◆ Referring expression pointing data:
◇ ◇ ◇ ◇ ◇ ◇ ◇

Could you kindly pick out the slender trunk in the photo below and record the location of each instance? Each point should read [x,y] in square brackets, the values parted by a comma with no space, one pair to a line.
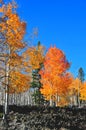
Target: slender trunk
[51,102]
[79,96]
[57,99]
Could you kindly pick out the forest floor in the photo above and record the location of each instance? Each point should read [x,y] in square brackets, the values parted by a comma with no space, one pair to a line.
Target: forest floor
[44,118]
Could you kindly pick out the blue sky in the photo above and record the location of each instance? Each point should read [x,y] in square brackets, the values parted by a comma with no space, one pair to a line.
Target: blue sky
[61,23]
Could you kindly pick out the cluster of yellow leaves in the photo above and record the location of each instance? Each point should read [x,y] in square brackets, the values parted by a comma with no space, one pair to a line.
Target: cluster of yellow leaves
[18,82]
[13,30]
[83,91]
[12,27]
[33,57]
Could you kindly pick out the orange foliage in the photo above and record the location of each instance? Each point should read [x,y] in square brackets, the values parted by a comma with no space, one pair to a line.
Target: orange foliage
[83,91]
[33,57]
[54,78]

◇ ◇ ◇ ◇ ◇ ◇ ◇

◆ WORK REQUIRED: Return the records above exactly as written. Do not include their images.

◆ SOLUTION FOR THIS PROBLEM:
Could you kindly pick out the slender trunk in the photo below and record the location of each instance? Each point should read [x,y] in square brackets, the values parted by a comma with no space, one pair to a line.
Target: slender trunk
[51,102]
[79,96]
[57,99]
Could you kindly pick out the forest floor in the photo above and record the location of each instance? Each point should read [x,y] in square brackets, the values parted by a comma with no space, one pair to a line.
Target: forest floor
[44,118]
Could you kindly pick out the blue sky in the photo above and record the location of each instance? Each point should read [x,y] in square brackets, the values parted by a comma with no space, one pair to a line.
Target: blue sky
[61,23]
Could you kindly pick out the cluster of yellow leaves in the photo above and record the location of each instance? Each point should read [x,y] in square brackets, the values parted by a comma with no space, one pair to a line.
Target: cluster of yellow leaves
[18,82]
[13,30]
[83,91]
[12,27]
[33,57]
Could you kindly pick out the orange foliage in the photo above and record the location of each instance? Each point should read [x,y] in square brackets, the values parted by a comma with no space, one pair to a line.
Target: orange foliage
[83,91]
[33,57]
[54,78]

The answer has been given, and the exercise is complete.